Where does the word "below" occur in the material? Copy each line that has it.
[[ DATA UNDER STUDY, beginning ]]
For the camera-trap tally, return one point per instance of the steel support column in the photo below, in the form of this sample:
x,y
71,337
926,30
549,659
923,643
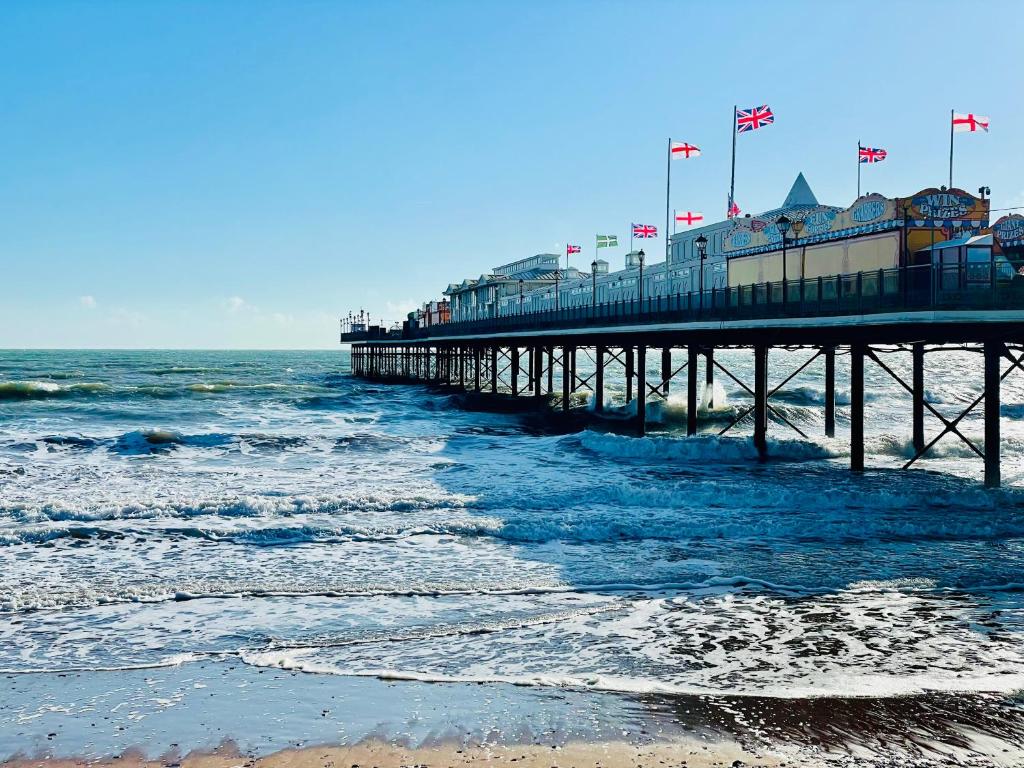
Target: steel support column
x,y
566,373
993,352
514,371
551,370
691,390
629,375
710,377
641,389
857,408
918,396
666,370
761,399
829,353
538,370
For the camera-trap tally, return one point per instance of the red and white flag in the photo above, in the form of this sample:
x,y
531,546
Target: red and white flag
x,y
689,218
682,150
969,123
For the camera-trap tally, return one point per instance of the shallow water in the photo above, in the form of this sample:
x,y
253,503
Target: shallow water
x,y
173,508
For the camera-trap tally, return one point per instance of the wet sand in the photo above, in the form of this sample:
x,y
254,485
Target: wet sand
x,y
376,754
223,715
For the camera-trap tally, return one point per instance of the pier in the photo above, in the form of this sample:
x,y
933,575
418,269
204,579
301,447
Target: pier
x,y
913,310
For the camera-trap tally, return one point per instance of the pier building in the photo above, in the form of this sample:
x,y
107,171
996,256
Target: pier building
x,y
916,274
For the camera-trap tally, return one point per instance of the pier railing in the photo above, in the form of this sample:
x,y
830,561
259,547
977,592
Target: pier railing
x,y
955,287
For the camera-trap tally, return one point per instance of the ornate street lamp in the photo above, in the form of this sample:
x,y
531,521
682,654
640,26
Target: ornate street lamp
x,y
783,223
798,229
701,244
641,257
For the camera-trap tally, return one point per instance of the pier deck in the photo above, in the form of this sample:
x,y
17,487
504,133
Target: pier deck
x,y
915,310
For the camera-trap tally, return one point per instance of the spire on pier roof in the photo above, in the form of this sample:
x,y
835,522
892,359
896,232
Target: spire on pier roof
x,y
800,195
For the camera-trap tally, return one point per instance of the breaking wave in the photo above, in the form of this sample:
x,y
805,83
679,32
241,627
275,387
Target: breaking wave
x,y
22,390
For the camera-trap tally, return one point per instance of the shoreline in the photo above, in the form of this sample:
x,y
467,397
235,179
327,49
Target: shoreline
x,y
378,754
228,715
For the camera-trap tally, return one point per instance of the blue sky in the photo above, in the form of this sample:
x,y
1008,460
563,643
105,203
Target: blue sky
x,y
240,174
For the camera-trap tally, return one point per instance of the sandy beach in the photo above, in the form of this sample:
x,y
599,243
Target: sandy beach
x,y
380,755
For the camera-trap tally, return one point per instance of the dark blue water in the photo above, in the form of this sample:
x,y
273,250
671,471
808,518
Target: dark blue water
x,y
168,508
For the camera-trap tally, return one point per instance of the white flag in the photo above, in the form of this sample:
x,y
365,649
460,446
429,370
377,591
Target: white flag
x,y
969,123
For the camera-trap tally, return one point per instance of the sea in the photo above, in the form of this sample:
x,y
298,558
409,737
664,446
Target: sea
x,y
174,521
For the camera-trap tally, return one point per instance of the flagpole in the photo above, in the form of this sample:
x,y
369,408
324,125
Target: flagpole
x,y
668,193
732,177
951,148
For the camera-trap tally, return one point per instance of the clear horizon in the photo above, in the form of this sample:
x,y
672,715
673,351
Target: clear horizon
x,y
239,176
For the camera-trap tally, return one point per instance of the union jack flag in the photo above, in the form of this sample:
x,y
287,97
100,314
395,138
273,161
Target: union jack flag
x,y
756,117
870,154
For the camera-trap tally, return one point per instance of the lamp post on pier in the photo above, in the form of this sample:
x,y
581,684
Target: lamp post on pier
x,y
701,244
783,223
641,256
798,228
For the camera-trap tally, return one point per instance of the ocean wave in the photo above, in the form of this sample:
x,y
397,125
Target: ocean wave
x,y
701,448
179,371
156,440
864,684
253,506
20,390
30,599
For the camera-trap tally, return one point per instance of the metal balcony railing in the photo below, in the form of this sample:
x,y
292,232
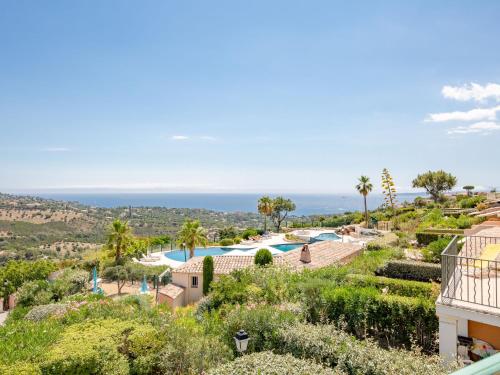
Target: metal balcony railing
x,y
469,274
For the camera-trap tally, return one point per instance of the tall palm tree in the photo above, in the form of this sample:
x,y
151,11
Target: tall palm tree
x,y
192,234
364,187
265,208
119,238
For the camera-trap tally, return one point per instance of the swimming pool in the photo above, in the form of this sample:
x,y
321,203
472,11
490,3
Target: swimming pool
x,y
326,237
287,246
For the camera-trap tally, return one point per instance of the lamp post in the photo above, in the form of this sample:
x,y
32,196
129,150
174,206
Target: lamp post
x,y
241,339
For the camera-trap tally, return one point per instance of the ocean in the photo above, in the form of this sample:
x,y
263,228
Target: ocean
x,y
307,204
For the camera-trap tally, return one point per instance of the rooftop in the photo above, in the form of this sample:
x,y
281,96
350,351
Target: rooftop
x,y
323,254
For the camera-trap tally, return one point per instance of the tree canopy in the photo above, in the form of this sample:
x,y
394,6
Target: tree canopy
x,y
435,183
265,208
119,239
192,234
281,208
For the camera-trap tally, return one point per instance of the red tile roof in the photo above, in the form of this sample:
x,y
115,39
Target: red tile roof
x,y
323,254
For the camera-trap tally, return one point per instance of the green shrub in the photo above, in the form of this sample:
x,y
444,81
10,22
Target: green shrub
x,y
372,246
267,363
263,257
208,273
185,350
335,348
411,270
34,293
472,201
249,232
20,368
90,348
406,288
369,313
27,341
39,313
432,253
424,238
226,242
260,322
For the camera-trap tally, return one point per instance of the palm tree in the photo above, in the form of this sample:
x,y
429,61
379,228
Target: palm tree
x,y
265,208
364,187
192,234
119,238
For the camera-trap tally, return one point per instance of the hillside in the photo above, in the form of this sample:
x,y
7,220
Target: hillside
x,y
30,226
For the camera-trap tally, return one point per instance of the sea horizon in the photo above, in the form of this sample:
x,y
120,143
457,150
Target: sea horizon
x,y
307,204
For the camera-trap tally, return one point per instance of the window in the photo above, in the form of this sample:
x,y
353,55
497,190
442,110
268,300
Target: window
x,y
194,281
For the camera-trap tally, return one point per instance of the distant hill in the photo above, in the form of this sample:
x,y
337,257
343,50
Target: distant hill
x,y
31,226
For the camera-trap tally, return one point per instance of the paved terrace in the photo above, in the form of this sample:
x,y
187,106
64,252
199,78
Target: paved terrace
x,y
475,284
323,254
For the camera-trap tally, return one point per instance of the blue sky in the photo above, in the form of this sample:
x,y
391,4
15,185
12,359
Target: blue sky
x,y
246,96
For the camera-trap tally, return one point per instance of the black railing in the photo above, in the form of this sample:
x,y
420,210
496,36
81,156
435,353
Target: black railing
x,y
468,278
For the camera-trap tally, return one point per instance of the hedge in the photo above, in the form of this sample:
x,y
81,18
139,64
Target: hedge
x,y
393,320
406,288
263,257
424,238
335,348
226,242
267,363
411,270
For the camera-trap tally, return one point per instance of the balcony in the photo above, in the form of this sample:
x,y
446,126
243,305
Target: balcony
x,y
470,269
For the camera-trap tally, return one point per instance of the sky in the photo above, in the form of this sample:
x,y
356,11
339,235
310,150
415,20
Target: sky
x,y
246,96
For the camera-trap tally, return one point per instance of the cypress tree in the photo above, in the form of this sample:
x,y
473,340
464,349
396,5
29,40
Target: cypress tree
x,y
208,273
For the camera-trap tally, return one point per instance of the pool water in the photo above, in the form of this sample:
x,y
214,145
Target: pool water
x,y
287,246
326,237
199,251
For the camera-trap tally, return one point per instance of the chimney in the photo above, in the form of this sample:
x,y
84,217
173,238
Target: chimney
x,y
305,254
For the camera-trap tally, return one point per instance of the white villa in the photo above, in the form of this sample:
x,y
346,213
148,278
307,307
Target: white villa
x,y
187,280
469,304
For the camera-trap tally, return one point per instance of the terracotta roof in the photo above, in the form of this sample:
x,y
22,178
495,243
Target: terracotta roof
x,y
171,290
223,264
323,254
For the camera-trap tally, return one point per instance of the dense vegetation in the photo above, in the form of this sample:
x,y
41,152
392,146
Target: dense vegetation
x,y
374,315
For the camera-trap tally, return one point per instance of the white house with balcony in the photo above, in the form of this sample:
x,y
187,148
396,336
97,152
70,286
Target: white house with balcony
x,y
469,304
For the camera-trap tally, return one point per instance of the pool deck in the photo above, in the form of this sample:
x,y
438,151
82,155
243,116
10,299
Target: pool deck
x,y
159,258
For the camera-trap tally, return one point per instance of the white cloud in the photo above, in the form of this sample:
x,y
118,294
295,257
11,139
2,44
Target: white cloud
x,y
484,127
472,91
477,114
56,149
179,137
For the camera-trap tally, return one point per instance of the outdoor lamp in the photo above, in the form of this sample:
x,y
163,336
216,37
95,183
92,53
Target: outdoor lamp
x,y
241,340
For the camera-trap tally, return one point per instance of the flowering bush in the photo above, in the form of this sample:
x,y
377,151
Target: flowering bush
x,y
267,363
260,321
335,348
42,312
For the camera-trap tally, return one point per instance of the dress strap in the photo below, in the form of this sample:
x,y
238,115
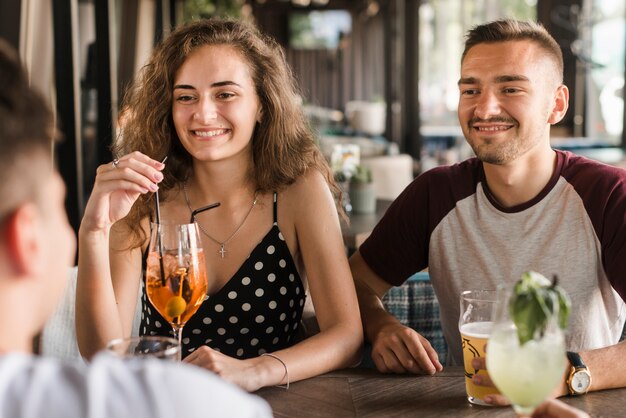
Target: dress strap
x,y
275,208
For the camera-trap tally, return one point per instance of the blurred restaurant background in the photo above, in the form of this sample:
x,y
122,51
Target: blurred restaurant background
x,y
379,74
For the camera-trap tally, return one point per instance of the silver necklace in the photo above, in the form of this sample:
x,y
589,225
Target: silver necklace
x,y
222,251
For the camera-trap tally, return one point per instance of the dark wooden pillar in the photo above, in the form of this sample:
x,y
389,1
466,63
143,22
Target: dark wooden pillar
x,y
68,155
395,69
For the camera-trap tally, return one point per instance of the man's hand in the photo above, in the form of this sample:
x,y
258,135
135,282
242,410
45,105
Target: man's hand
x,y
556,409
399,349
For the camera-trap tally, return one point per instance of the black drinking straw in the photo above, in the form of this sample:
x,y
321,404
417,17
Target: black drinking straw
x,y
202,209
160,243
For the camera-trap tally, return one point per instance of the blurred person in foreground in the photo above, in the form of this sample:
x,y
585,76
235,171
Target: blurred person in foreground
x,y
37,245
519,205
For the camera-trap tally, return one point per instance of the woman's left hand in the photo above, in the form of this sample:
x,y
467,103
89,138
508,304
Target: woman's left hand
x,y
239,372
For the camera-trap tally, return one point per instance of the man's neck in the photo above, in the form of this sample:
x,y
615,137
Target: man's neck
x,y
521,180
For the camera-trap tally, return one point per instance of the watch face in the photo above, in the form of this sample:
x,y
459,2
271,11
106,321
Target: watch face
x,y
581,382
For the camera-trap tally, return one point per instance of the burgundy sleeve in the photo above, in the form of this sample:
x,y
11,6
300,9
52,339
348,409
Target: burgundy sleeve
x,y
603,191
398,245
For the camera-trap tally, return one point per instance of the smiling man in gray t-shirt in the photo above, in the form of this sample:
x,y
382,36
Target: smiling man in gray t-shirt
x,y
518,206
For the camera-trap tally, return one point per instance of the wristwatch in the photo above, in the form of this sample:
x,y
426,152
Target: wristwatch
x,y
579,379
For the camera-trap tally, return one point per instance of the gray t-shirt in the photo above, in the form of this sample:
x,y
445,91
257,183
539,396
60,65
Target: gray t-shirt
x,y
33,387
448,221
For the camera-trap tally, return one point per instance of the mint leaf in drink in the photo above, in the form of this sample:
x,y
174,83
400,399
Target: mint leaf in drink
x,y
534,302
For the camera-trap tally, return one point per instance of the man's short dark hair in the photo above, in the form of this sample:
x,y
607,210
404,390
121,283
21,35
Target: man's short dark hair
x,y
26,130
513,30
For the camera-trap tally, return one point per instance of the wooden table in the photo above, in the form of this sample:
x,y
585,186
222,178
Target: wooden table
x,y
367,393
361,225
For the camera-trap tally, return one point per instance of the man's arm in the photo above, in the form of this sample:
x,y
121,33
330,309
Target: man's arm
x,y
606,366
395,347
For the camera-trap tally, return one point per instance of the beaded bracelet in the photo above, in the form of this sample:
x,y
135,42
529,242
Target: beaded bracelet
x,y
286,375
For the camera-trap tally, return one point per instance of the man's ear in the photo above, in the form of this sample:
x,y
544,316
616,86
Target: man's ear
x,y
24,239
561,103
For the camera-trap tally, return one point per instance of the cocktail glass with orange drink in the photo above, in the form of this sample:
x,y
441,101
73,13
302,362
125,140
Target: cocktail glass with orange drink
x,y
176,276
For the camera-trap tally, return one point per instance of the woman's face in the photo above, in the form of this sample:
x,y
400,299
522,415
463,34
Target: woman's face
x,y
215,106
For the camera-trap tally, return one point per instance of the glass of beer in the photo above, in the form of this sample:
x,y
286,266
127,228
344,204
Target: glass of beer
x,y
475,324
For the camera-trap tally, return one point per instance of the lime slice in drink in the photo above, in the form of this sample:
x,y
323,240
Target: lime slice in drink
x,y
175,306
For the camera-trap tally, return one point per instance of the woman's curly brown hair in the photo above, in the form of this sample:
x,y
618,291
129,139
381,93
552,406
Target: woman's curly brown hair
x,y
283,144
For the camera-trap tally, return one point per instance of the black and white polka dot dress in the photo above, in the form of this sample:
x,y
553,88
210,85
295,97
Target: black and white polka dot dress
x,y
258,310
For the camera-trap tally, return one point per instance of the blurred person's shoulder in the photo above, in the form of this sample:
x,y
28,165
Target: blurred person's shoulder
x,y
47,387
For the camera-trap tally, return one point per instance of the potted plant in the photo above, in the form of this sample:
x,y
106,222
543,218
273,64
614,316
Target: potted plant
x,y
362,193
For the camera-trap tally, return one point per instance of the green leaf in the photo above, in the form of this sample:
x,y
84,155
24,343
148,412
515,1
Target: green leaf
x,y
534,302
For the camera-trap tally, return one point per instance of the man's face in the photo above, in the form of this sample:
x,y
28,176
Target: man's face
x,y
508,94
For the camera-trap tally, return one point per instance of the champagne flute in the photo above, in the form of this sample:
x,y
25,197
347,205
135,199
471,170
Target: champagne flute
x,y
176,277
525,372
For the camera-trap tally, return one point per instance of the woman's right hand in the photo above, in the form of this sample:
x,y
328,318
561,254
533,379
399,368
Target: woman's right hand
x,y
117,187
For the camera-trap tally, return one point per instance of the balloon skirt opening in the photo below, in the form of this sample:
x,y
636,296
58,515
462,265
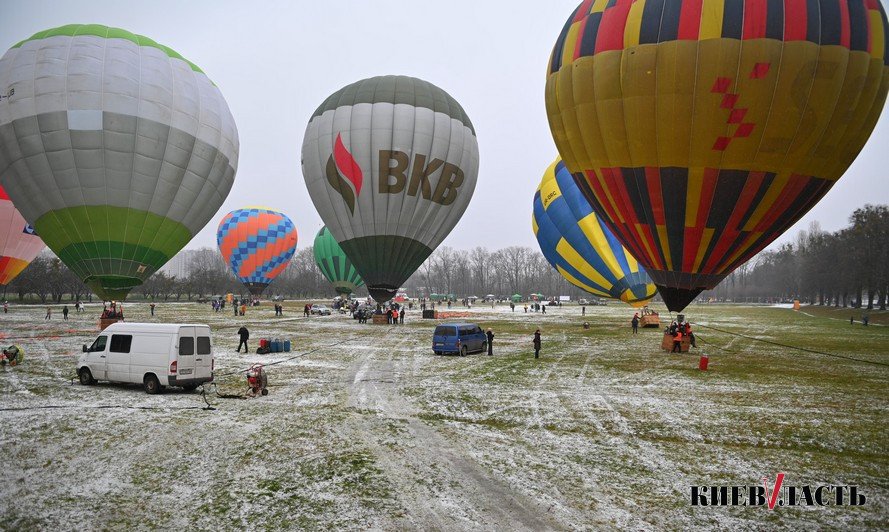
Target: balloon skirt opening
x,y
677,299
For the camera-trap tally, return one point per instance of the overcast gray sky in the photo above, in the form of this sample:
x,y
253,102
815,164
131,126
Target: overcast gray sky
x,y
275,62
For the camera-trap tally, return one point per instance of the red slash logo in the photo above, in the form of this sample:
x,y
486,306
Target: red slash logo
x,y
341,164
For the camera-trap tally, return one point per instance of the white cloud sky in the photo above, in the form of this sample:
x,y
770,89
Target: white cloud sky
x,y
275,62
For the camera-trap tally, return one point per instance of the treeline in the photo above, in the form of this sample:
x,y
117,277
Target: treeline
x,y
849,267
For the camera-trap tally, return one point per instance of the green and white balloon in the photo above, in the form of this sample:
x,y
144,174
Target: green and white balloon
x,y
116,148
[[ DATA UNDER STUDY, end ]]
TASK SOLUTION >>
For the camera-trap tally, return one point per instance of the steel support column in the photo below, in the form of this sample:
For the camera-trap tally, return one point per instance of the metal balcony railing in the photo below, in the form of this sample:
For the camera-trap tally, return one point per instance of the dress strap in the photo below, in the form of this sample:
For the camera-trap tally, return one point per instance of the balloon skirt opening in the photo below, in the form of this sample:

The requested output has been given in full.